• **GIVEN PASSAGE**:
One area outshines all others in provoking crazy talk about language in the media, and that is the idea of language acquisition in nonhuman species.

On June 19 came the sad news of the death of Koko, the western lowland gorilla cared for by Francine “Penny” Patterson at a sanctuary in the Santa Cruz Mountains. Many obituaries appeared, and the press indulged as never before in sentimental nonsense about talking with the animals. Credulous repetition of Koko’s mythical prowess in sign language was everywhere.

Jeffrey Kluger’s essay in Time was unusually extreme in its blend of emotion, illogicality, wishful thinking, and outright falsehood.

Koko, he tells us, once made a sequence of hand signs that Patterson interpreted as “you key there me cookie"; and Kluger calls it “impressive … for the clarity of its meaning.” Would you call it clear and meaningful if it were uttered by an adult human?


As always with the most salient cases of purported ape signing, Koko was flailing around producing signs at random in a purely situation-bound bid to obtain food from her trainer, who was in control of a locked treat cabinet. The fragmentary and anecdotal evidence about Koko’s much-prompted and much-rewarded sign usage was never sufficient to show that the gorilla even understood the meanings of individual signs — that key denotes a device intended to open locks, that the word cookie is not appropriately applied to muffins, and so on.

Above all, Koko never uttered sentences. Patterson saw the you key there me cookie sign sequence as intended to convey “Please use your key to open that cabinet and get out a cookie for me to eat"; but she would have been just as ready to accept “there cookie you me key” or “cookie there me key you” or any other random display of context-associated signs.

In English, none of the 120 orders in which we could arrange the words cookie, key, me, there, and you makes a grammatical sentence. (For one thing, we need a verb.) For Patterson, or for Kluger, any order Koko might have chosen provides evidence of linguistic command.

Much has been made of the story of Koko’s first pet kitten, which strayed onto a road and was killed by a passing car. Kluger reports that when told of the accident, Koko “expressed her grief in more or less the same way we would.”

Koko is said to have produced a sign sequence including “cat cry have sorry Koko love.” That’s not how I would express my feelings about my dead pet. (Your mileage may differ.) But doubtless any of the 720 possible orders of those six signs would have sufficed for Patterson (or Kluger) to interpret them as a eulogy.


If Koko had verifiably responded to the death report with an actual sign-language sentence meaning “Did the driver stop?” I might not be so dubious. But cat cry have sorry Koko love doesn’t appear to reflect even the vaguest understanding of what had happened.

You’ve seen expert users of American Sign Language (ASL) interpreting at theaters or on TV. Just watch video of a sign interpreter for a minute, and then view some of the available footage of Koko’s alleged signing. There is no resemblance at all.

But then Patterson does not claim that Koko learned ASL (though many newspapers wrongly assert that). She claims it was a different language, “Gorilla Sign Language.” The distinction is useful in rebutting any human signer who might claim to see no ASL in Koko’s gestural behavior.

• **WRITTEN TASK A**:
Show every line of the records below that contains the string "taillight".

• **GIVEN RECORDS**:
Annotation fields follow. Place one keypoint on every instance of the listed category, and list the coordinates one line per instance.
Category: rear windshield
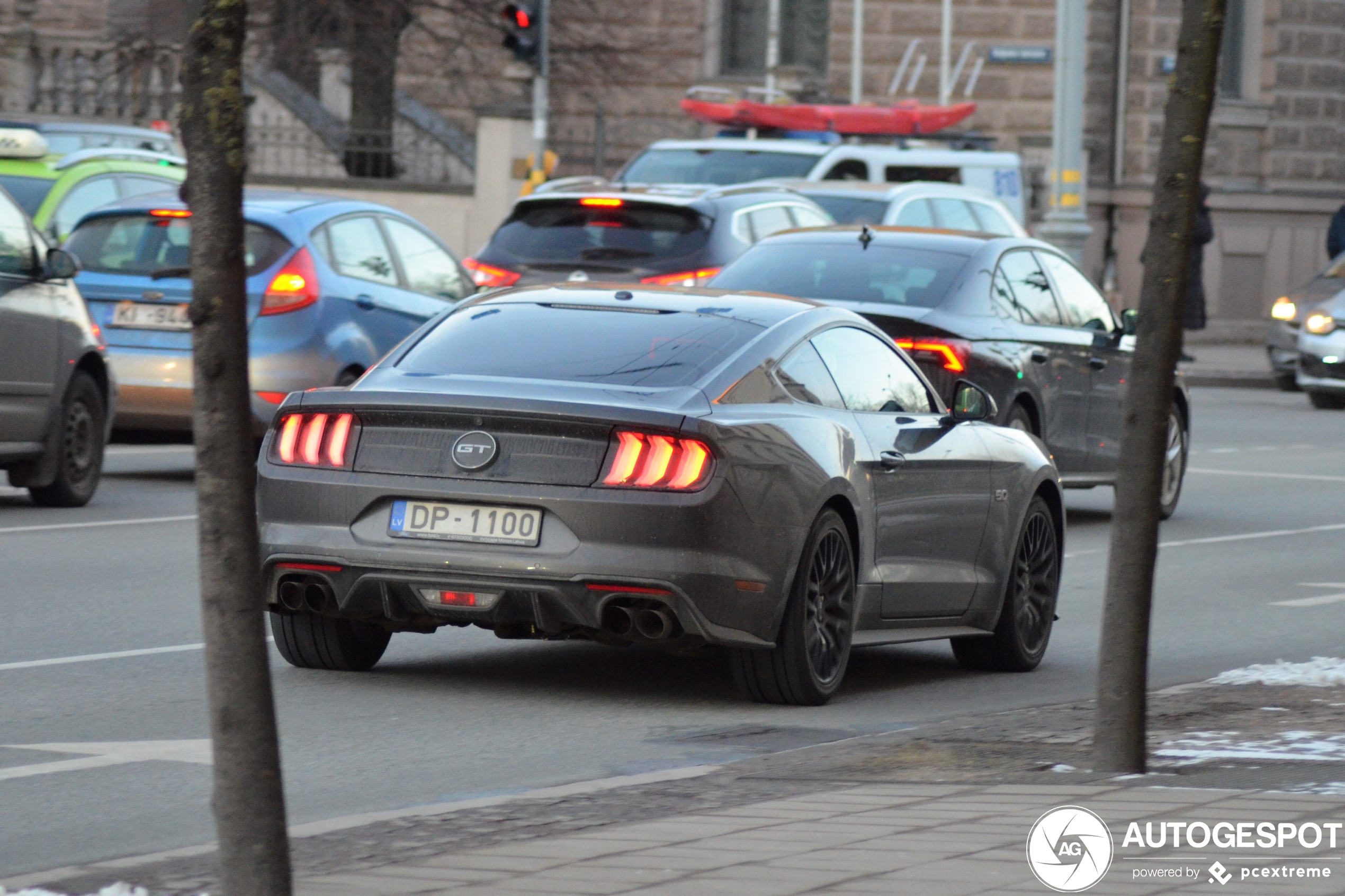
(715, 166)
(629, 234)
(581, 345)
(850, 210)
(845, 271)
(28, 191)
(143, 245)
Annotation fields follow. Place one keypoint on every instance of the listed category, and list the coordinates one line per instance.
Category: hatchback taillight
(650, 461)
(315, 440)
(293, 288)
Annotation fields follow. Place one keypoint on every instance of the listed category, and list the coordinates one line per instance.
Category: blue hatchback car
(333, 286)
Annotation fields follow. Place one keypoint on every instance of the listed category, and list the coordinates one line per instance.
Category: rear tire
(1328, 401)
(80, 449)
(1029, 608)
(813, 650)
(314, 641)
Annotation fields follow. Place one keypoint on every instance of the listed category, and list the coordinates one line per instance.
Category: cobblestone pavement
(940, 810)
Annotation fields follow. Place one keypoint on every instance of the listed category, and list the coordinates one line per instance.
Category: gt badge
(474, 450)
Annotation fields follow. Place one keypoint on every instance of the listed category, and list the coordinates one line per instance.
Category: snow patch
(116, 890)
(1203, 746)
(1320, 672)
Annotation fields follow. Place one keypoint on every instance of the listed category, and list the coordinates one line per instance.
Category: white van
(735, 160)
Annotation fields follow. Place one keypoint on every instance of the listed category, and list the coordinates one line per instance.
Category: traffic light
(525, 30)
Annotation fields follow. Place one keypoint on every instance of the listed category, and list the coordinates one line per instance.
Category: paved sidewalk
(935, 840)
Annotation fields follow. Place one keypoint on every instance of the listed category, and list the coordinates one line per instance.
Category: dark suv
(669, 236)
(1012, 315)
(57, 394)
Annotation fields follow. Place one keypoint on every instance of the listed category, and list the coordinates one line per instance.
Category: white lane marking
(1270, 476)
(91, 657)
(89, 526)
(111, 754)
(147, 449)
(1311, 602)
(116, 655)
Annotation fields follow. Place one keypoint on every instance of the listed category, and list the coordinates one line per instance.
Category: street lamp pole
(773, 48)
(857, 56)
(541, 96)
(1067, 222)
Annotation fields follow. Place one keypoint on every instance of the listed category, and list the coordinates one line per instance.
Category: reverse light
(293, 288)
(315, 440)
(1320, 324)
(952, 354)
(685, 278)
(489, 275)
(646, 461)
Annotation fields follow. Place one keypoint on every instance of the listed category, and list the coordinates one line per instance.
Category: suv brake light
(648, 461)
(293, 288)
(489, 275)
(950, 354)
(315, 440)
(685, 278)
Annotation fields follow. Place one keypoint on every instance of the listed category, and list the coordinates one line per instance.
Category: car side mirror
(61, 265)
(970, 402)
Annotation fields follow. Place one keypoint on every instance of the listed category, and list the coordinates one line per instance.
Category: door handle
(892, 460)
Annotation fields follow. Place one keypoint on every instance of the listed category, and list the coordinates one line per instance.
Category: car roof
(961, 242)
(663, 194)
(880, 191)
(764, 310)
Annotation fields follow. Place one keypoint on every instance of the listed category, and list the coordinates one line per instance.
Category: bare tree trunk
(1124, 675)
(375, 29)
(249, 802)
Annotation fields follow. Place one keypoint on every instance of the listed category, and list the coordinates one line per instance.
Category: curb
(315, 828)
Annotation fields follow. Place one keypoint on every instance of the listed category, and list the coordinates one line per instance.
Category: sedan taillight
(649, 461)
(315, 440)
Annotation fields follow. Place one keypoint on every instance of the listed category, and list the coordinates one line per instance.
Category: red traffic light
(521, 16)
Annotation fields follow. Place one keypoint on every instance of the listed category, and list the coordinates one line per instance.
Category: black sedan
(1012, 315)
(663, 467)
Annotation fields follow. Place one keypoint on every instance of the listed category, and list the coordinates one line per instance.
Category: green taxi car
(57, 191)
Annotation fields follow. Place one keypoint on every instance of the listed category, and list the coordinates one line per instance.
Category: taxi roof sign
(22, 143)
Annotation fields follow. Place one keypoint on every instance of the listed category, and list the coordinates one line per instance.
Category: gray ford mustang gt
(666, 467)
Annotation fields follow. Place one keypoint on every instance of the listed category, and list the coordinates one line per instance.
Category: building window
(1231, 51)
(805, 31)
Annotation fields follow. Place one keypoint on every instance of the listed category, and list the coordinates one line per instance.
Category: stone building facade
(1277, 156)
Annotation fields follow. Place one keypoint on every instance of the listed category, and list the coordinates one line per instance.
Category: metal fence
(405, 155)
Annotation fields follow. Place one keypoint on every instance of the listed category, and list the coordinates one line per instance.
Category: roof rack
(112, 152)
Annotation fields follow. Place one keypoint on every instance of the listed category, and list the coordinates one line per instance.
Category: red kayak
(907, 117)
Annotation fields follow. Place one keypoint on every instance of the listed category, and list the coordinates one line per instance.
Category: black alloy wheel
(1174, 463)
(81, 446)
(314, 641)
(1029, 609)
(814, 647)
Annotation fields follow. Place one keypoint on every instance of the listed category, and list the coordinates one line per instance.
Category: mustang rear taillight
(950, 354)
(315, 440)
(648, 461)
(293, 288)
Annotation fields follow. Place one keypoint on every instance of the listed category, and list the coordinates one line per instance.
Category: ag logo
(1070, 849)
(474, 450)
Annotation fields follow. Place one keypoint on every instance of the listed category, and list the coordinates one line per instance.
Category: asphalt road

---

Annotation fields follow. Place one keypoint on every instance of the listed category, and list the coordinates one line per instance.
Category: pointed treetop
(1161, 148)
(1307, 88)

--

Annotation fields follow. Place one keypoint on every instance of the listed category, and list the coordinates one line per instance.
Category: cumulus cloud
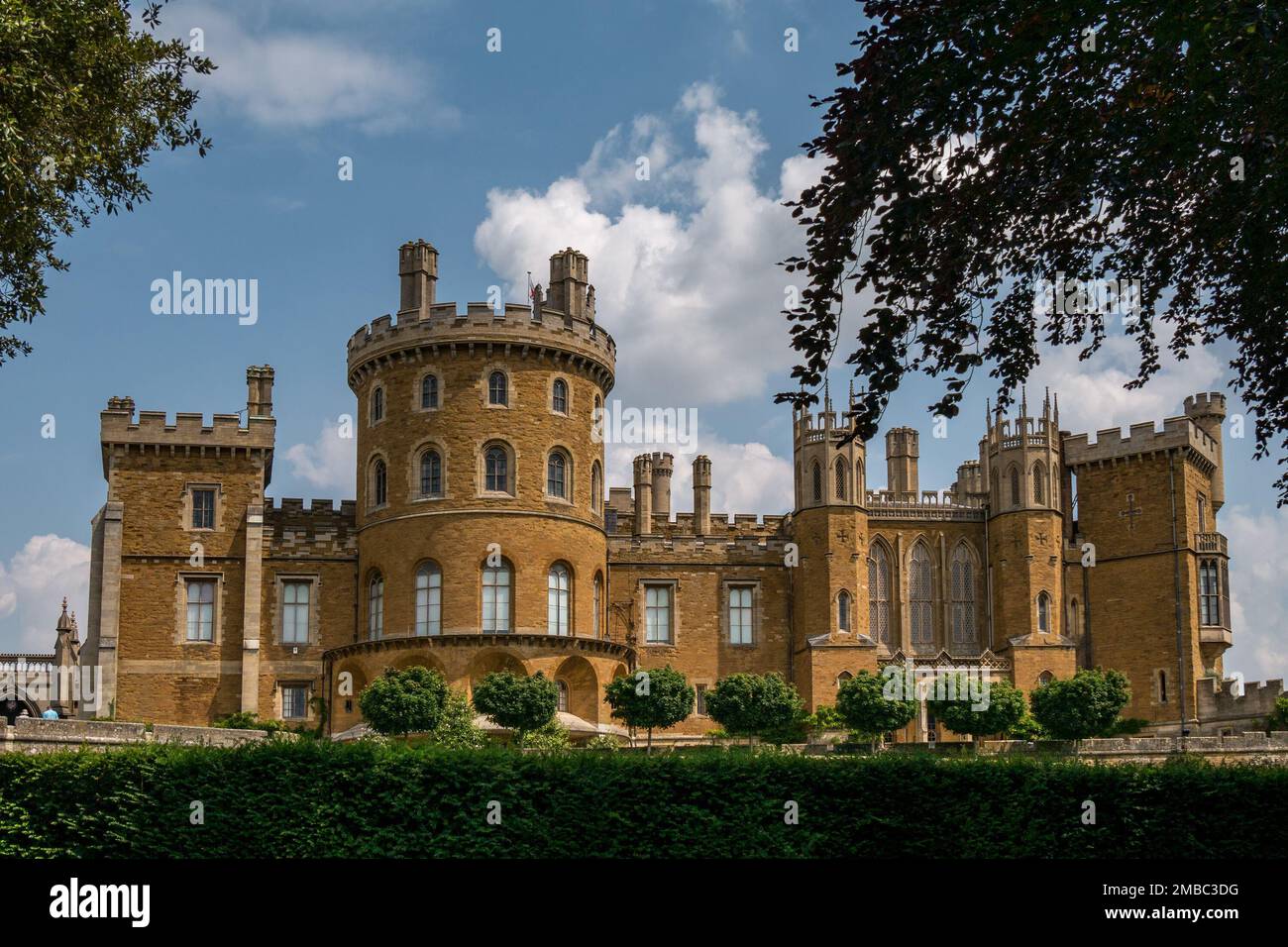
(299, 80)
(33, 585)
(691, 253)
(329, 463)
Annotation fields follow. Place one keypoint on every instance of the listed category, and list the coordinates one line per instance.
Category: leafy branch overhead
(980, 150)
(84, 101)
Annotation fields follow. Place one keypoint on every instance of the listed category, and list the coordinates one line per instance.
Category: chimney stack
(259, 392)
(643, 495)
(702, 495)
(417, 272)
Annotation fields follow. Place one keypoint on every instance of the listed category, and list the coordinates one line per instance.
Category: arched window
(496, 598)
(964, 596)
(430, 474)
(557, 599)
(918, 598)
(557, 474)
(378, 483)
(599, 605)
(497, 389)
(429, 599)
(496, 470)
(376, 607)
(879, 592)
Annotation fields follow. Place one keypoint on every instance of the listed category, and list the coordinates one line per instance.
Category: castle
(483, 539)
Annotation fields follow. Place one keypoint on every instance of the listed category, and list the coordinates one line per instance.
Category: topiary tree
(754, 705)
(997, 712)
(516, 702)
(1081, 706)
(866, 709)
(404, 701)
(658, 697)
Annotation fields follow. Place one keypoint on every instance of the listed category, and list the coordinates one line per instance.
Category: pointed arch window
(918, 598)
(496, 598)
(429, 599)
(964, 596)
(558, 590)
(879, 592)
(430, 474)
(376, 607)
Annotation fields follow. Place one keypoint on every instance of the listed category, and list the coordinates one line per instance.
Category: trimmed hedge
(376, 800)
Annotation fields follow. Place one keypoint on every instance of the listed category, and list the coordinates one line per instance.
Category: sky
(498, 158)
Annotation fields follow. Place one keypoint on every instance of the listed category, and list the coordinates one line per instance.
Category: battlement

• **WRITTEN TASK B**:
Substitute "preserve" for "sanctuary" in the passage on Koko, starting with "On June 19 came" and going on through "language was everywhere.", and write out that stretch.

• **FINAL ANSWER A**:
Category: hatchback taillight
Category: sedan taillight
Category: mustang rear taillight

• **FINAL ANSWER B**:
On June 19 came the sad news of the death of Koko, the western lowland gorilla cared for by Francine “Penny” Patterson at a preserve in the Santa Cruz Mountains. Many obituaries appeared, and the press indulged as never before in sentimental nonsense about talking with the animals. Credulous repetition of Koko’s mythical prowess in sign language was everywhere.